Pick out each line in the entries below that contains the word "green", matching case exactly, and copy those lines.

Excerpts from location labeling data
——————

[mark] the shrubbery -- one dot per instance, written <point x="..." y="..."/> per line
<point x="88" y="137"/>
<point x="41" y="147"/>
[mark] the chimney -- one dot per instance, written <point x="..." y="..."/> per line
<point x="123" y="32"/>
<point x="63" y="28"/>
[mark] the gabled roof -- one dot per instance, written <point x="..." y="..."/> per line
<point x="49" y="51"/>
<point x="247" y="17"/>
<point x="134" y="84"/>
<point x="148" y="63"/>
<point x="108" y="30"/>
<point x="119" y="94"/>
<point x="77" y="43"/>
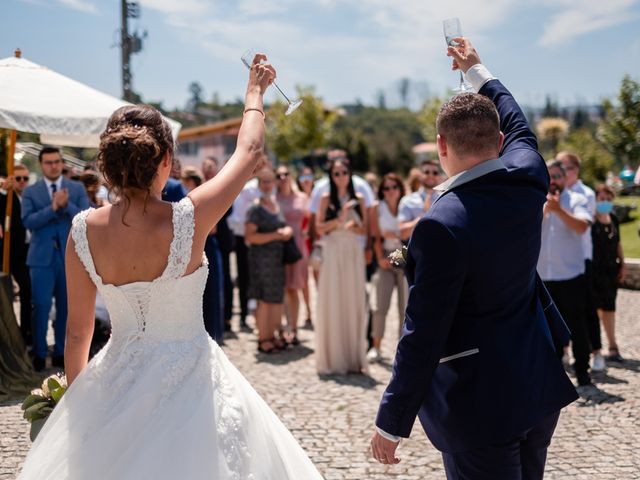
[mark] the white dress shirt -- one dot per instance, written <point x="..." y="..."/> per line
<point x="587" y="243"/>
<point x="247" y="196"/>
<point x="561" y="254"/>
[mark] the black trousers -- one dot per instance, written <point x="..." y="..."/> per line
<point x="591" y="312"/>
<point x="522" y="458"/>
<point x="570" y="296"/>
<point x="242" y="263"/>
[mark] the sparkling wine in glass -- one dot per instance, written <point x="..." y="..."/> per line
<point x="247" y="59"/>
<point x="452" y="29"/>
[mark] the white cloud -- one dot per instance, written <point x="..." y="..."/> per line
<point x="80" y="5"/>
<point x="577" y="18"/>
<point x="369" y="43"/>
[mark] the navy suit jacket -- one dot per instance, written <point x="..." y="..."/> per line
<point x="49" y="229"/>
<point x="474" y="291"/>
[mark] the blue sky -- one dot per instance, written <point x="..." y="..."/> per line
<point x="575" y="50"/>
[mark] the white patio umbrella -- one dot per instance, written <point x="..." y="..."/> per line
<point x="63" y="111"/>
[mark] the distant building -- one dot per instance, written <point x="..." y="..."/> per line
<point x="215" y="139"/>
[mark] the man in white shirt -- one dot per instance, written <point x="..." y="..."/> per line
<point x="571" y="163"/>
<point x="561" y="262"/>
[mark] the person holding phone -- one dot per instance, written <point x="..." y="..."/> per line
<point x="341" y="309"/>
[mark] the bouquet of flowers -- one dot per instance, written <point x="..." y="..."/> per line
<point x="41" y="402"/>
<point x="398" y="257"/>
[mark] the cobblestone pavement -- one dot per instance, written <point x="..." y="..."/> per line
<point x="598" y="437"/>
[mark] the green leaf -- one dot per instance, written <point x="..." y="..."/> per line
<point x="36" y="426"/>
<point x="35" y="411"/>
<point x="32" y="400"/>
<point x="57" y="393"/>
<point x="52" y="383"/>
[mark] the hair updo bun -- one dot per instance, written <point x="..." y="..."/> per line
<point x="132" y="146"/>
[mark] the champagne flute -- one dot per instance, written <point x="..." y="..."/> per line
<point x="453" y="29"/>
<point x="247" y="59"/>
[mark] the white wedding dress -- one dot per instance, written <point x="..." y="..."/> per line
<point x="161" y="400"/>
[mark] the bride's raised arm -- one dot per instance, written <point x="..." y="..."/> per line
<point x="213" y="198"/>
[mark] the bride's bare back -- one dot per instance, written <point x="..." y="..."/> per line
<point x="135" y="252"/>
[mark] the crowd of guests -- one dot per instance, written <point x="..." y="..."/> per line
<point x="287" y="227"/>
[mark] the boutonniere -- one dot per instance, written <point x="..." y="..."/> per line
<point x="398" y="257"/>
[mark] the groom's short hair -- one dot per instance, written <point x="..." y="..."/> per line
<point x="469" y="123"/>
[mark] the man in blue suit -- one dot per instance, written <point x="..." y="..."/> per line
<point x="479" y="358"/>
<point x="48" y="206"/>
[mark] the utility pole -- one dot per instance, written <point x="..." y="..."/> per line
<point x="129" y="45"/>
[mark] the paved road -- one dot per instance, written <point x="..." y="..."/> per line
<point x="598" y="437"/>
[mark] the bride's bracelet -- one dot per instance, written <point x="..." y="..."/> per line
<point x="254" y="110"/>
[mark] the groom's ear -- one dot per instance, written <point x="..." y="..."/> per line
<point x="442" y="147"/>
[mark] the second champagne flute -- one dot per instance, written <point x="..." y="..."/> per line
<point x="452" y="29"/>
<point x="247" y="59"/>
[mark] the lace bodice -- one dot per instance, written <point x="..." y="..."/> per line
<point x="167" y="308"/>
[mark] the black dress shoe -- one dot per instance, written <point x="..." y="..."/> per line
<point x="38" y="364"/>
<point x="58" y="361"/>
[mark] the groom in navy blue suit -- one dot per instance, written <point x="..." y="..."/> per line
<point x="479" y="358"/>
<point x="48" y="206"/>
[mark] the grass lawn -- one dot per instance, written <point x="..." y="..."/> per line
<point x="629" y="230"/>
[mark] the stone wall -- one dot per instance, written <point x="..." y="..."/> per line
<point x="632" y="270"/>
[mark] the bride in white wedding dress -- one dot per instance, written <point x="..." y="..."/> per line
<point x="161" y="400"/>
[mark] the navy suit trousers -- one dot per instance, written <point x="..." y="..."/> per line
<point x="47" y="283"/>
<point x="521" y="458"/>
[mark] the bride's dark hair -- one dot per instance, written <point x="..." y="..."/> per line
<point x="132" y="146"/>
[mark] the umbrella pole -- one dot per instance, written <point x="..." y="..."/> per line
<point x="7" y="218"/>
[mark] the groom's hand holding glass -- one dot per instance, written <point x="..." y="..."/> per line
<point x="463" y="53"/>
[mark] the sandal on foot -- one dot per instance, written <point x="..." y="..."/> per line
<point x="269" y="348"/>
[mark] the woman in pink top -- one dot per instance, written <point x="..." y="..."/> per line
<point x="294" y="206"/>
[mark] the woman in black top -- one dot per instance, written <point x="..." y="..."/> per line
<point x="608" y="265"/>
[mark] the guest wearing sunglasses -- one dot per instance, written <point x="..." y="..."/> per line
<point x="305" y="185"/>
<point x="19" y="245"/>
<point x="385" y="228"/>
<point x="341" y="307"/>
<point x="414" y="206"/>
<point x="293" y="205"/>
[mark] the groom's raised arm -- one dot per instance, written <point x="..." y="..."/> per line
<point x="520" y="148"/>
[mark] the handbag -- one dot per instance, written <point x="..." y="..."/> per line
<point x="290" y="252"/>
<point x="315" y="258"/>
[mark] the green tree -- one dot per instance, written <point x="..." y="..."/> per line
<point x="620" y="128"/>
<point x="384" y="136"/>
<point x="296" y="135"/>
<point x="596" y="159"/>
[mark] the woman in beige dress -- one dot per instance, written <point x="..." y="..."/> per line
<point x="341" y="310"/>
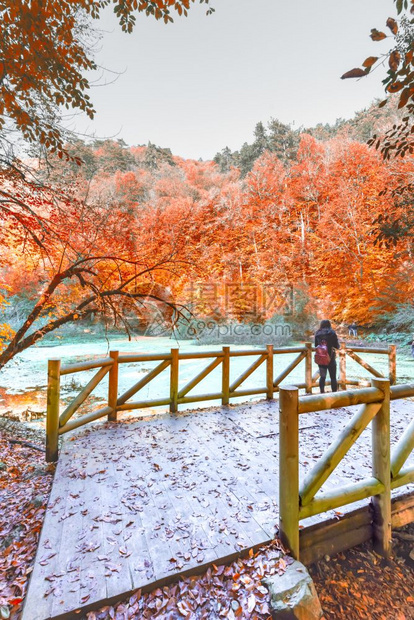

——————

SOLUTION TO THIS EXERCISE:
[mark] the green leaf -- one dot per instance, written <point x="..." y="..."/> per line
[mark] the green tree -- one dot per instance, written <point x="..." y="..."/> per line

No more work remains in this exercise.